• **Records for the exercise**:
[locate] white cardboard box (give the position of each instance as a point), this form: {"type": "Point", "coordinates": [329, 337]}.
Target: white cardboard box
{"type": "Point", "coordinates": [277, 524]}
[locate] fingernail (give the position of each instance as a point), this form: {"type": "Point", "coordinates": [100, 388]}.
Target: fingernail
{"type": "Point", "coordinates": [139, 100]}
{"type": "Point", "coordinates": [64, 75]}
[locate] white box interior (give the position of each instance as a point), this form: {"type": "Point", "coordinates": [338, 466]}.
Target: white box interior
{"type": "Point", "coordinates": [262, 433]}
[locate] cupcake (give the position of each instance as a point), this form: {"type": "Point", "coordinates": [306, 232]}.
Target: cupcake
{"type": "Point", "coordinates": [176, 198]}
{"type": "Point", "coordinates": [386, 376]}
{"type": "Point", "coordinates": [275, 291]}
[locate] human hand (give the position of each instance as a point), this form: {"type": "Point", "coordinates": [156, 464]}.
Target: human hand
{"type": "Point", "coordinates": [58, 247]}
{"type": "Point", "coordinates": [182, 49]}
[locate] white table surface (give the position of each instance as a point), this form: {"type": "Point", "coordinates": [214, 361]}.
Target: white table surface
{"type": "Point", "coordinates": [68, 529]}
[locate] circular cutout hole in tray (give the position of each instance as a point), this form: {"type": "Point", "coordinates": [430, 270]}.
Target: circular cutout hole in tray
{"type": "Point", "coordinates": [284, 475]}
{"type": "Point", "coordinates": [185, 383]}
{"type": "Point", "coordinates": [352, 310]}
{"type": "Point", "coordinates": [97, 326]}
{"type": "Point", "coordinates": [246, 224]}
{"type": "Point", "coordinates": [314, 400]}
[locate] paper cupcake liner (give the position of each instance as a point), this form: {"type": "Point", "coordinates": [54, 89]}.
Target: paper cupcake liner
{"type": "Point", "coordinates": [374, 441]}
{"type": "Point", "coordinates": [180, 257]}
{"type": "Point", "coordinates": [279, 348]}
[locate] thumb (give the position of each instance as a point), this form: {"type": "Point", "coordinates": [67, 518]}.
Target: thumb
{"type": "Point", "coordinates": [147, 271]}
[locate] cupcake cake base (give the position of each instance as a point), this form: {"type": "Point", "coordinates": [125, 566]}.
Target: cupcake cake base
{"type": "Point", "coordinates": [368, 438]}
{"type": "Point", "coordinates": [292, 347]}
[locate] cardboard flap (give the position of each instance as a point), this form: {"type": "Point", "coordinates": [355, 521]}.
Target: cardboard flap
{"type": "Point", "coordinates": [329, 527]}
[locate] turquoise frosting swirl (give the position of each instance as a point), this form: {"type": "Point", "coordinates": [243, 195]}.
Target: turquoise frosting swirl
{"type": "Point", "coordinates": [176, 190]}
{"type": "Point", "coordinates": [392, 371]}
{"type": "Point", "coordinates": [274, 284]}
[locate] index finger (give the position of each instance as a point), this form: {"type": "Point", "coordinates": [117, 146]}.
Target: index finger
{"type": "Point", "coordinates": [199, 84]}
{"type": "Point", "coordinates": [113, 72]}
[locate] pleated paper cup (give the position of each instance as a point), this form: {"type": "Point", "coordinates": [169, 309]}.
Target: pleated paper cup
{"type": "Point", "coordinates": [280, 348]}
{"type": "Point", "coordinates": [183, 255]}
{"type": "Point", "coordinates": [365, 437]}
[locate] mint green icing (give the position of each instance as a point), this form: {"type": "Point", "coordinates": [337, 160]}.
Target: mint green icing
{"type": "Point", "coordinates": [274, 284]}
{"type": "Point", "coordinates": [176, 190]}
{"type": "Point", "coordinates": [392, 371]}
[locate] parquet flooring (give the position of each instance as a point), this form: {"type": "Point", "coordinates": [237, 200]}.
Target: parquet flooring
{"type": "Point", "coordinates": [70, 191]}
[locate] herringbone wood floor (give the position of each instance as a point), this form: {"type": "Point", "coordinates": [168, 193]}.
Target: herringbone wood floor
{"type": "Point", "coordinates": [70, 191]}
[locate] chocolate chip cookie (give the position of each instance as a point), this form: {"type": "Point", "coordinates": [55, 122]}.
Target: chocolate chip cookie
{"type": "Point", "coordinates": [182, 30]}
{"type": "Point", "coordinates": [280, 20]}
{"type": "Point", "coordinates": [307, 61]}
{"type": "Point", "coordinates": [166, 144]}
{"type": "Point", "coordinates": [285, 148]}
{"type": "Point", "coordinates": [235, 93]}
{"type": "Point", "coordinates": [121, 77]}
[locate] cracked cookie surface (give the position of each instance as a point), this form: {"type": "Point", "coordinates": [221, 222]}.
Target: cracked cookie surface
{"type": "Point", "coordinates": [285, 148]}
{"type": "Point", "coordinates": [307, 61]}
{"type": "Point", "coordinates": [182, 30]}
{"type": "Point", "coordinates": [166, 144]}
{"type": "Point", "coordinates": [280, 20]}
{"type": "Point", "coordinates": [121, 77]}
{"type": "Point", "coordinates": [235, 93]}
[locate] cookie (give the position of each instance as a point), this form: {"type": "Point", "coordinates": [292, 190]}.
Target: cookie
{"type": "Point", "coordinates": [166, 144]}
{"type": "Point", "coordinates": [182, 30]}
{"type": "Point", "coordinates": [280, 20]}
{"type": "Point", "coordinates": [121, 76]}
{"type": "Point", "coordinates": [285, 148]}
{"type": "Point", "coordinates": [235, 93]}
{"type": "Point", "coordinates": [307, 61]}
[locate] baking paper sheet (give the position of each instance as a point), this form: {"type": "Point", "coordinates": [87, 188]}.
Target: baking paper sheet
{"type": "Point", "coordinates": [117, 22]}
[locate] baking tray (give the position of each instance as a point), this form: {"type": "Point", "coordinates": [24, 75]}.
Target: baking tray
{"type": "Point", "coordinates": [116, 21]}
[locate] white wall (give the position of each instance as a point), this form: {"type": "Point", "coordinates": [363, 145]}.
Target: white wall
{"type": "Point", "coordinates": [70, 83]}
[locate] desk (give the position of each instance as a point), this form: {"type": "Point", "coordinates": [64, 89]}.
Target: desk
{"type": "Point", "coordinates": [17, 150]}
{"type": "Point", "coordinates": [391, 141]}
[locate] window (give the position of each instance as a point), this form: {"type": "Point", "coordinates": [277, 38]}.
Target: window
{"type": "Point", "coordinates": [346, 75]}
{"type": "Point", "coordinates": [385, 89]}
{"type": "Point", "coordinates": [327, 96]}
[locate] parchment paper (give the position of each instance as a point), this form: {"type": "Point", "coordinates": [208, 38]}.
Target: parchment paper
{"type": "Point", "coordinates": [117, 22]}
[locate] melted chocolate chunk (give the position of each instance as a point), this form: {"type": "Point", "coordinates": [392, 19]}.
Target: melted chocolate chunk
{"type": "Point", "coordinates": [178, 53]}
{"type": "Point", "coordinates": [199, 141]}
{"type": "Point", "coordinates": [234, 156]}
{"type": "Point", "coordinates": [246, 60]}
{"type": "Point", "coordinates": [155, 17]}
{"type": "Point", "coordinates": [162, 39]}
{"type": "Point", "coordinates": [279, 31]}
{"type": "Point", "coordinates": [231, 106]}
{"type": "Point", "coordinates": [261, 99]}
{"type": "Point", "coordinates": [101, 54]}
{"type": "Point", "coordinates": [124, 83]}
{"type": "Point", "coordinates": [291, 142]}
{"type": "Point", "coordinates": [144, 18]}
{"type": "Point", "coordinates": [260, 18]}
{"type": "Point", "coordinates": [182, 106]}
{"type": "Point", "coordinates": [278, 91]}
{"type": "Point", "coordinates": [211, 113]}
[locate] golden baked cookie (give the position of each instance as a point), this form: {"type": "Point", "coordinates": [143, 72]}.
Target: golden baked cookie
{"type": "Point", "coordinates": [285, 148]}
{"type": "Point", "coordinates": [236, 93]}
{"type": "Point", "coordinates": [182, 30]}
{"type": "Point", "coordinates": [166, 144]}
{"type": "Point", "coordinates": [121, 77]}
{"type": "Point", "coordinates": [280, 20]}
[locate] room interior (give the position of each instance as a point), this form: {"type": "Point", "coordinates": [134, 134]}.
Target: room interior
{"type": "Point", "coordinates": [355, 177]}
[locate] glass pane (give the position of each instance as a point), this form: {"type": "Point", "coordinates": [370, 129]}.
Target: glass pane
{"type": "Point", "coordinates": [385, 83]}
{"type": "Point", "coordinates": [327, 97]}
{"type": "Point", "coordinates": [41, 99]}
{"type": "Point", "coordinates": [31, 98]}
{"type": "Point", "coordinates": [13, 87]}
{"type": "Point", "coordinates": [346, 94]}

• **What you are asked to do**:
Print only the lines from the one with "[locate] golden baked" to the end of the records, both included.

• **Task solution**:
[locate] golden baked cookie (give the position of each instance as a point), this form: {"type": "Point", "coordinates": [143, 72]}.
Target: golden baked cookie
{"type": "Point", "coordinates": [285, 148]}
{"type": "Point", "coordinates": [236, 93]}
{"type": "Point", "coordinates": [182, 30]}
{"type": "Point", "coordinates": [166, 144]}
{"type": "Point", "coordinates": [121, 77]}
{"type": "Point", "coordinates": [280, 20]}
[locate] room interior (give the position of each instance as a point), this form: {"type": "Point", "coordinates": [134, 134]}.
Target: room interior
{"type": "Point", "coordinates": [355, 177]}
[locate] glass pane (give the position of each instance as a point), this form: {"type": "Point", "coordinates": [370, 129]}.
Target: glass pane
{"type": "Point", "coordinates": [385, 83]}
{"type": "Point", "coordinates": [327, 97]}
{"type": "Point", "coordinates": [41, 99]}
{"type": "Point", "coordinates": [31, 98]}
{"type": "Point", "coordinates": [13, 87]}
{"type": "Point", "coordinates": [346, 94]}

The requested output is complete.